▶ [EXERCISE DIRECTIONS]: Nothing but the lines from the line with "Expected: one point per instance of the person with" through the end of the data is to be copied, and each is to be copied exactly.

>> Start EXTRACTED RECORDS

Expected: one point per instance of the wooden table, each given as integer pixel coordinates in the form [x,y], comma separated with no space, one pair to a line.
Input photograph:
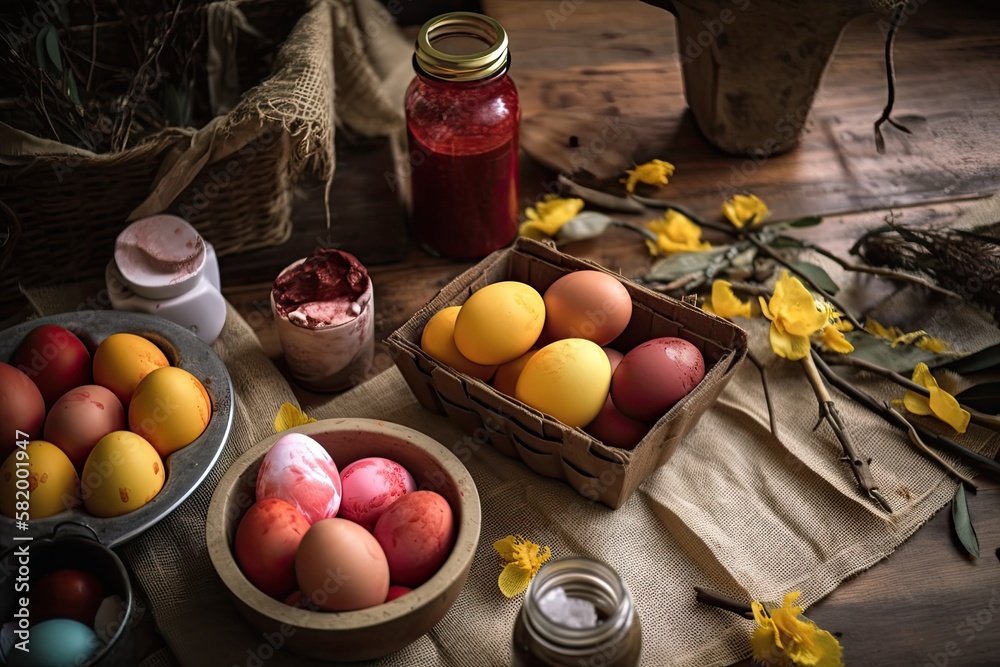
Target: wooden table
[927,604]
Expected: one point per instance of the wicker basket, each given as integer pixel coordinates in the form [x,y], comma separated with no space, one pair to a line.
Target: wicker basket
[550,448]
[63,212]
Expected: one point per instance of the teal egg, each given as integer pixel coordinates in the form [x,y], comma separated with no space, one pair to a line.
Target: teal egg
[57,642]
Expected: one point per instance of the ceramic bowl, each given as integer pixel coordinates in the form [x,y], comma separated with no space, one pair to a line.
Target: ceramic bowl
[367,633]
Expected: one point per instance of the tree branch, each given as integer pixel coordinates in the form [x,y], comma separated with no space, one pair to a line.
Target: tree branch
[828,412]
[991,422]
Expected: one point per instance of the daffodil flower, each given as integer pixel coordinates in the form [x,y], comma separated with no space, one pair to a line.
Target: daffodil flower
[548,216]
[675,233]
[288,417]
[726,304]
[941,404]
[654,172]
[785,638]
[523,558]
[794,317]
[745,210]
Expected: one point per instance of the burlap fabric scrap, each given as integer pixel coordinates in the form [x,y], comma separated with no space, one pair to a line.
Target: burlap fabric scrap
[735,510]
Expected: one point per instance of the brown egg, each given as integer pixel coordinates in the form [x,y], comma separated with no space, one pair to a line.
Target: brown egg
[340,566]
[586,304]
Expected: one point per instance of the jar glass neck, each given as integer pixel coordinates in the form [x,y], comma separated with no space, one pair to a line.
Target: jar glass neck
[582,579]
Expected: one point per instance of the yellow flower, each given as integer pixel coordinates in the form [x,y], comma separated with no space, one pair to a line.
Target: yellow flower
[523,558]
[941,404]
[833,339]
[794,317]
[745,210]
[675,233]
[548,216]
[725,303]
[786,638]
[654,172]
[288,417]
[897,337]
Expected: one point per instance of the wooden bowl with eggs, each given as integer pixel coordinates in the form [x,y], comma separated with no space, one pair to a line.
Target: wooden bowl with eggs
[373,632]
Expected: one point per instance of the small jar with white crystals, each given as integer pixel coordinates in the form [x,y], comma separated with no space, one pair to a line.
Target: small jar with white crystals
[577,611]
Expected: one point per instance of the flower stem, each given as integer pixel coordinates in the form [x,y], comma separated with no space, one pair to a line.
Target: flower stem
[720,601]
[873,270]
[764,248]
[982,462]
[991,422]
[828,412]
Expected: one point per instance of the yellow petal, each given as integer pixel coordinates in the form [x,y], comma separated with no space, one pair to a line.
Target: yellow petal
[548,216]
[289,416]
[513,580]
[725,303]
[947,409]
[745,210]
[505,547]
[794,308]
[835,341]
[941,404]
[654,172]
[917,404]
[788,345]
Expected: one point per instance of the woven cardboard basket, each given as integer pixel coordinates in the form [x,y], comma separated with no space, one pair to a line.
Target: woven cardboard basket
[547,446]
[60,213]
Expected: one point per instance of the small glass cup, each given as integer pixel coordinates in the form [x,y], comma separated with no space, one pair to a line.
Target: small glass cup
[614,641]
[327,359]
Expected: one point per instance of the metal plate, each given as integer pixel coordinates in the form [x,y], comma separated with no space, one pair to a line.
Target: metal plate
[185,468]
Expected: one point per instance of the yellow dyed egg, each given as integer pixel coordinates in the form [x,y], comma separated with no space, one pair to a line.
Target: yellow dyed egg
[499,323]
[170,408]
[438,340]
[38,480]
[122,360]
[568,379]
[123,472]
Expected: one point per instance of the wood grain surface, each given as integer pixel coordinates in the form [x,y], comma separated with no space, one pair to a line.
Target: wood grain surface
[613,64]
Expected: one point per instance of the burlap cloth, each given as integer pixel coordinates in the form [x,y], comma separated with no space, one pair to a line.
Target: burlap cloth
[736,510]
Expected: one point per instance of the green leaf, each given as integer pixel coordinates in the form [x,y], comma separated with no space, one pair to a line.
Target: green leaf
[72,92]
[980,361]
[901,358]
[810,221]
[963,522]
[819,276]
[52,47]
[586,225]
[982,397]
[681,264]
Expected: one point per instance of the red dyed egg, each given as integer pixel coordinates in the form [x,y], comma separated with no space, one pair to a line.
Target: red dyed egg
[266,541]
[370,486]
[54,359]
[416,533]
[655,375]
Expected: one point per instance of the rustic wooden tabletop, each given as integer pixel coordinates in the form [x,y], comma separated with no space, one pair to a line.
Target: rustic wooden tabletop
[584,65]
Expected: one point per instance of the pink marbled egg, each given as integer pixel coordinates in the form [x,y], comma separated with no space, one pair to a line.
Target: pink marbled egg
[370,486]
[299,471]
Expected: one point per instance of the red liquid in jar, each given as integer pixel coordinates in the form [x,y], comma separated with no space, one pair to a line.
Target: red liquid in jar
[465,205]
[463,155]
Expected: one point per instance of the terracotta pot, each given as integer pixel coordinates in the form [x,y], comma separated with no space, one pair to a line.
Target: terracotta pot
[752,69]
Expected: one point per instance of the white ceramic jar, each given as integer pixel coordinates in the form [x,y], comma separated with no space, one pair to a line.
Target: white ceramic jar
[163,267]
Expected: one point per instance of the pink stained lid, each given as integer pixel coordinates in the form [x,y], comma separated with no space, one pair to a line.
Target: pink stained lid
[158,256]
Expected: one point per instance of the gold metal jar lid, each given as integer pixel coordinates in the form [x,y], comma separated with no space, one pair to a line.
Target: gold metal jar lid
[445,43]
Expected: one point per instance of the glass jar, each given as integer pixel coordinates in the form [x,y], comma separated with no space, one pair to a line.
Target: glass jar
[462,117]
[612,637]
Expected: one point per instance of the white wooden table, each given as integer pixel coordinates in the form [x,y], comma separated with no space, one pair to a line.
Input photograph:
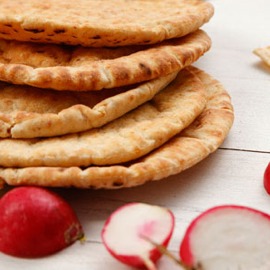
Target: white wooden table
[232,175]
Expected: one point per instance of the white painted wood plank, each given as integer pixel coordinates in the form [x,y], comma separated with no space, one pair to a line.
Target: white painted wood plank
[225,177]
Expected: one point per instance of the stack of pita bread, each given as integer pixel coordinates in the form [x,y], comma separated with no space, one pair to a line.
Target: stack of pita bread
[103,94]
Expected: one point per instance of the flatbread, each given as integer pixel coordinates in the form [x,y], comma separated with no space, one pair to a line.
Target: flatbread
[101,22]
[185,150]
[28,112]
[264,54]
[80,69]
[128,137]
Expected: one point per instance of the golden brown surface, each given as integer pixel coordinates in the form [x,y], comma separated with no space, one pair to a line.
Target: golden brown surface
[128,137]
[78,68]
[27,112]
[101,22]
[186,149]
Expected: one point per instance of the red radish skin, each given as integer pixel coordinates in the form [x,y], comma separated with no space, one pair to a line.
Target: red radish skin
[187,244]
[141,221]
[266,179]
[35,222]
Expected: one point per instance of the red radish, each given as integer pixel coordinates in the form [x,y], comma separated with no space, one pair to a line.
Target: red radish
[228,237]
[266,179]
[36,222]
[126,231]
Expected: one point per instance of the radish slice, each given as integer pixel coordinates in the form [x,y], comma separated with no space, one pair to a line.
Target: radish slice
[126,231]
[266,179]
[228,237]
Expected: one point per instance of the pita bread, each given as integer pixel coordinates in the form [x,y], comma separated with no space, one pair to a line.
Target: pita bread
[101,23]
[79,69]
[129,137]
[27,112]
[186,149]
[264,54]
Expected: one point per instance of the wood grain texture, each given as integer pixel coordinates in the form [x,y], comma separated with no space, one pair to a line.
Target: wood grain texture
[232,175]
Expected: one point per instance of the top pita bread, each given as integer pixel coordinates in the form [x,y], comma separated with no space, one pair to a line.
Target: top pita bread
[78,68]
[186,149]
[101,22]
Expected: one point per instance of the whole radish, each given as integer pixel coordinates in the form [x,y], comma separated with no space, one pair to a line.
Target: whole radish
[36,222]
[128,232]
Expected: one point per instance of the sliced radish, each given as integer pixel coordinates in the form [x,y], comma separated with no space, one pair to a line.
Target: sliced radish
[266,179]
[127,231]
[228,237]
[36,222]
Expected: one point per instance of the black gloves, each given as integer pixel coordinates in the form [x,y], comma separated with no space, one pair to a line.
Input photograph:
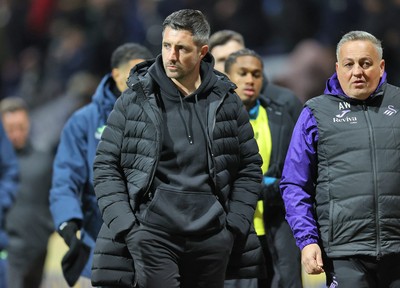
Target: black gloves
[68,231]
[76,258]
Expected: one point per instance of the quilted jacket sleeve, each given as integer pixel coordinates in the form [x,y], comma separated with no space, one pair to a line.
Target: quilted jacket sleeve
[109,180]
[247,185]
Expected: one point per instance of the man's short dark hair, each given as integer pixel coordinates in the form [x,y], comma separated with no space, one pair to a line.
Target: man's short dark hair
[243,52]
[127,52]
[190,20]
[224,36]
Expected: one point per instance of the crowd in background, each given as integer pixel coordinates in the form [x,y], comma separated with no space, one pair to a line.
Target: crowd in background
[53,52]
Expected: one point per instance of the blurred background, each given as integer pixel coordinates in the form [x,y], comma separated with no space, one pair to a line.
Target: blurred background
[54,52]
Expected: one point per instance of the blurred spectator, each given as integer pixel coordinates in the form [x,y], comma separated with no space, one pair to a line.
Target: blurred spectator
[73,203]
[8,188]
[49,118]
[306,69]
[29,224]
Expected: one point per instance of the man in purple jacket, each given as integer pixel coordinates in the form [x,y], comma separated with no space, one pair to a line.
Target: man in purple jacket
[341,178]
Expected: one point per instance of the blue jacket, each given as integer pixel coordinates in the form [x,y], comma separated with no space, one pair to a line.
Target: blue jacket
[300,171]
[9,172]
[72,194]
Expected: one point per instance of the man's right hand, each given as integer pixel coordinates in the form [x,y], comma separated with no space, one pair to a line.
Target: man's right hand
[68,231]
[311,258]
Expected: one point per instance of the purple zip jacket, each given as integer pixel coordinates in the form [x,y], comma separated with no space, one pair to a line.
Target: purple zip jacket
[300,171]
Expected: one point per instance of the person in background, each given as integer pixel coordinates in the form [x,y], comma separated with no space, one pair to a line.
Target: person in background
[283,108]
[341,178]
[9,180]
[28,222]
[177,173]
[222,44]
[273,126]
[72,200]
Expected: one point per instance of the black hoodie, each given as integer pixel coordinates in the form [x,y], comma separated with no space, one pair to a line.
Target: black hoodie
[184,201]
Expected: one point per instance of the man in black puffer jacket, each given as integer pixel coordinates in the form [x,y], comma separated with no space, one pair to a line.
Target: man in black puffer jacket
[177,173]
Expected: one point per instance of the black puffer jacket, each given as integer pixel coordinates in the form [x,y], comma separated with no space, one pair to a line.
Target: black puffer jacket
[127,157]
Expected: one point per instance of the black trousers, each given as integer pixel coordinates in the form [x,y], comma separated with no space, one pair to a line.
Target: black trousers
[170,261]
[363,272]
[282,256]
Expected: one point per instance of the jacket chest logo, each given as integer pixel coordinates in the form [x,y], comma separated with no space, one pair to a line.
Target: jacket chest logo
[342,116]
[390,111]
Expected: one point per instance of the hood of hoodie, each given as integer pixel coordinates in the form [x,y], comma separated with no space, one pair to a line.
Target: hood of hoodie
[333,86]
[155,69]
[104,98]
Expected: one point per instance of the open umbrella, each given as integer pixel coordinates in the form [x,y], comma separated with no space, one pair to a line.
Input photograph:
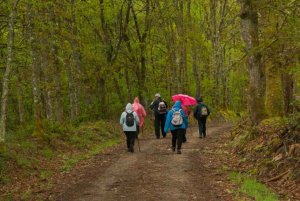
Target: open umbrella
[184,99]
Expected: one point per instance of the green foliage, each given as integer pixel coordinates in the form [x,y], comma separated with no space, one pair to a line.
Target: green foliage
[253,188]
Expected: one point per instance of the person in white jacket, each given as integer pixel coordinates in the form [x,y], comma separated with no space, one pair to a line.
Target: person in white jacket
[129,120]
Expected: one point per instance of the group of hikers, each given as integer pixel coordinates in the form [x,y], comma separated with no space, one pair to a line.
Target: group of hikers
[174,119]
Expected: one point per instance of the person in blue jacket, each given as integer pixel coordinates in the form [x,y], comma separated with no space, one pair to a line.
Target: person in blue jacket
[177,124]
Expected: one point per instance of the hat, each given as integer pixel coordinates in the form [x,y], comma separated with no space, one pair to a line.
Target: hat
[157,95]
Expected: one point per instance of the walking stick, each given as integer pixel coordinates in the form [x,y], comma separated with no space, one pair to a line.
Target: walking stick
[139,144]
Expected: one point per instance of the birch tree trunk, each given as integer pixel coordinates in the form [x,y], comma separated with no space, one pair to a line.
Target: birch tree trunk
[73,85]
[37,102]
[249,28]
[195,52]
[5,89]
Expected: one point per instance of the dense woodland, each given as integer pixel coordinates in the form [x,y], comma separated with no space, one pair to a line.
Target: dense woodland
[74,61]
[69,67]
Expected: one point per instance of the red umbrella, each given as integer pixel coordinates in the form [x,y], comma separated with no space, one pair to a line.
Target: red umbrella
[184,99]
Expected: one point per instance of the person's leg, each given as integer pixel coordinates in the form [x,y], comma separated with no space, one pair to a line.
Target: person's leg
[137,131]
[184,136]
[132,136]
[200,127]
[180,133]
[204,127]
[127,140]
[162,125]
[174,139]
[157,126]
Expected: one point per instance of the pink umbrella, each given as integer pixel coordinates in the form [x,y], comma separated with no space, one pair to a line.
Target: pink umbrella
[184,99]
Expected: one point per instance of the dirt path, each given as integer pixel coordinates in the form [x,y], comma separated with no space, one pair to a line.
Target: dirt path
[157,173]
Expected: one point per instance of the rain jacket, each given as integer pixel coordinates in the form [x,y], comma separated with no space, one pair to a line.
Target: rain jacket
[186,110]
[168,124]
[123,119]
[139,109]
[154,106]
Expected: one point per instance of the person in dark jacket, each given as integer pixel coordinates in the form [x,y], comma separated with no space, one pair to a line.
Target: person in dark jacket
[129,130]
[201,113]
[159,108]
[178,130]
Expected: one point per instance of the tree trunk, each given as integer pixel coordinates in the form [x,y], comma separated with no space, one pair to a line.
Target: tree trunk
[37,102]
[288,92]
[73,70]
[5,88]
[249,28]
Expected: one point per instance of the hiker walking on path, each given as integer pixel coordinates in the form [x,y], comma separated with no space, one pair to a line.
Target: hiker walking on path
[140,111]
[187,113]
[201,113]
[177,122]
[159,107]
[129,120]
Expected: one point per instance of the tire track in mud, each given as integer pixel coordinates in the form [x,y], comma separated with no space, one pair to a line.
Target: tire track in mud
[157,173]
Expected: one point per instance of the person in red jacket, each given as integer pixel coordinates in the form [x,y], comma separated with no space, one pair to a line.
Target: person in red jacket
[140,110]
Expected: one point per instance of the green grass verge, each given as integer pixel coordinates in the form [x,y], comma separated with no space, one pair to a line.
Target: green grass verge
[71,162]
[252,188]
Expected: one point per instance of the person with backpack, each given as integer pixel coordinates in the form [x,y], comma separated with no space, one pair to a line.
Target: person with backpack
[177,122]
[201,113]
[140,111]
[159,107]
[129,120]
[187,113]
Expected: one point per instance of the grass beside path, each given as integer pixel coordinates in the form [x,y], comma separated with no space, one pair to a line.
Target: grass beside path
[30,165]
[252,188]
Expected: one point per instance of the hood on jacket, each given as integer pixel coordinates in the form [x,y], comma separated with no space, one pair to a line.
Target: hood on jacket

>> End EXTRACTED RECORDS

▶ [EXPECTED ANSWER]:
Expected: one point per instance of the person with backpack, each given as integer pixel coordinates in the form [x,y], comma separated with no space, one pair to a line.
Target: person with backpack
[177,122]
[201,113]
[140,111]
[159,107]
[129,120]
[187,113]
Expected: one point per instance of the grass beside path, each given as integer pixel coordinates in the form [x,y], comma separated with no space, one pair to a line.
Target: grass beside path
[30,165]
[252,188]
Expected: one point per instance of the hood on jacket, each given as integer pixel coordinates in the form [x,y], comma separated with no space, one pair to a line.
Target: hood on jacket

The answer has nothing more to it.